▶ _Request_: Write out every one of these rows exactly as they appear, leaving the pictures out of your answer.

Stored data
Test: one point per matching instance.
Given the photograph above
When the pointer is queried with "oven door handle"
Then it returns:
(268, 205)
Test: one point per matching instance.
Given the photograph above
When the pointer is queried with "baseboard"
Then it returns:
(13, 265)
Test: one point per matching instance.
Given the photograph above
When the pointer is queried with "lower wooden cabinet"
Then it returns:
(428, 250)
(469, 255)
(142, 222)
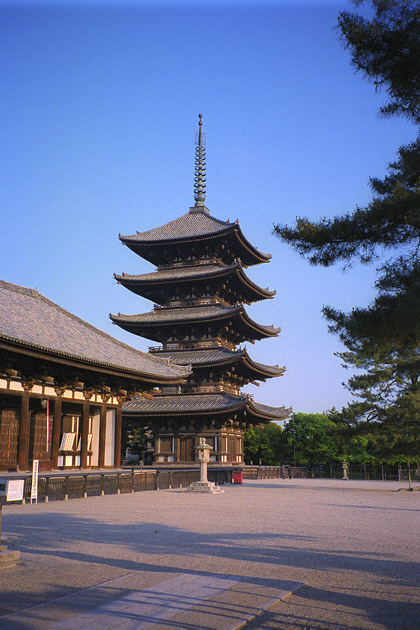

▶ _Problem solution_:
Test: one point per matching instance.
Given the photograph above
When the pointer is queried with "oven door handle"
Then it returns:
(268, 205)
Test: one point per matching instance.
Given the photograph above
When the pointer is queried with "baseboard"
Then it returns:
(13, 265)
Test: one point per matching instance.
Given the photograph above
When the pointer is queried with "lower wooden cabinet"
Then it returns:
(428, 250)
(469, 255)
(142, 222)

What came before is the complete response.